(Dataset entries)
|---|

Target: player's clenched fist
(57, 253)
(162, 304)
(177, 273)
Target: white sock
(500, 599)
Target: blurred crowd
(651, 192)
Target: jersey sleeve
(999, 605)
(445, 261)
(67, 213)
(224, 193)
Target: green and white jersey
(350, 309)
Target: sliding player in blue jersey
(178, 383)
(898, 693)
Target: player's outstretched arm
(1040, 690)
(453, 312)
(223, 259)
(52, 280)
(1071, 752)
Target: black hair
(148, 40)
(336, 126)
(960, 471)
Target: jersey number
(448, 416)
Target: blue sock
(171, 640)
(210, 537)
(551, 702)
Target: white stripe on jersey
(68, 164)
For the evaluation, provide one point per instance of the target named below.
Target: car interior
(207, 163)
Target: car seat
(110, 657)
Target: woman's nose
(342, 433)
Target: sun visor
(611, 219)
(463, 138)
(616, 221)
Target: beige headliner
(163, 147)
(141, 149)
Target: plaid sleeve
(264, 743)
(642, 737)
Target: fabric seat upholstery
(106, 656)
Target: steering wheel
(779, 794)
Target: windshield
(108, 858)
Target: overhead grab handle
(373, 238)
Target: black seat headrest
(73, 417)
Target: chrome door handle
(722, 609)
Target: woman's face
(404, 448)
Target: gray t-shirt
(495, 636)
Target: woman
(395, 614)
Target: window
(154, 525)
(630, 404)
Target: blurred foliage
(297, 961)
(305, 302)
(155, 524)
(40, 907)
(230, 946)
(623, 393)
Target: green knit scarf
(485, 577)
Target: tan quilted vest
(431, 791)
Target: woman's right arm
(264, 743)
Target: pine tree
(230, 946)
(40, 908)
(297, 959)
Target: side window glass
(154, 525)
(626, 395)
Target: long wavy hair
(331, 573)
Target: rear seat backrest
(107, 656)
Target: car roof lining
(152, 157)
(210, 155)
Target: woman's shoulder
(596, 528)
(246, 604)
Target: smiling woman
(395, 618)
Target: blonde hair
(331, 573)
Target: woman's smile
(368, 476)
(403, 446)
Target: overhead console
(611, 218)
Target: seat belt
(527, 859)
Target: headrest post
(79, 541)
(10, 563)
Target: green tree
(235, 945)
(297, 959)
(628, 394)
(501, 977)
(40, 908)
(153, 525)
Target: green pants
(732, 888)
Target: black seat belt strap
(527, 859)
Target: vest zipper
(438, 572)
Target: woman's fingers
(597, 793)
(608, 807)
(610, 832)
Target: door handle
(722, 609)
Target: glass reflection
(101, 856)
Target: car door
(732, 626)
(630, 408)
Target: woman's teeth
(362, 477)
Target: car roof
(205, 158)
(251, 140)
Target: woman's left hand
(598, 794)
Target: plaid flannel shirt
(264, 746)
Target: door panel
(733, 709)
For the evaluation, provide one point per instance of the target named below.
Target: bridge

|---|

### Exercise directions
Copy the material word for word, starting at the line with "Target: green knit scarf" and continuing through the final line.

### Exercise output
Target: green knit scarf
(485, 577)
Target: tan quilted vest
(431, 791)
Target: woman's right arm
(264, 743)
Target: pine tree
(230, 946)
(40, 908)
(297, 959)
Target: side window glass
(154, 525)
(626, 395)
Target: long wavy hair
(331, 573)
Target: rear seat backrest
(107, 656)
Target: car roof lining
(152, 157)
(210, 155)
Target: woman's shoulder
(596, 528)
(246, 604)
Target: smiling woman
(395, 618)
Target: blonde hair
(331, 573)
Target: woman's smile
(368, 476)
(403, 446)
Target: overhead console
(611, 218)
Target: seat belt
(527, 859)
Target: headrest post
(79, 541)
(10, 563)
Target: green tree
(235, 945)
(297, 959)
(628, 394)
(501, 977)
(40, 908)
(153, 525)
Target: green pants
(732, 888)
Target: black seat belt strap
(527, 859)
Target: vest zipper
(438, 572)
Target: woman's fingers
(597, 793)
(608, 807)
(610, 832)
Target: door handle
(722, 609)
Target: glass reflection
(101, 856)
Target: car door
(732, 626)
(630, 408)
Target: woman's teeth
(362, 477)
Target: car roof
(205, 158)
(251, 140)
Target: woman's left hand
(598, 794)
Target: plaid flannel shirt
(264, 746)
Target: door panel
(733, 709)
For the evaluation, provide one point per instance of the target named below.
Target: bridge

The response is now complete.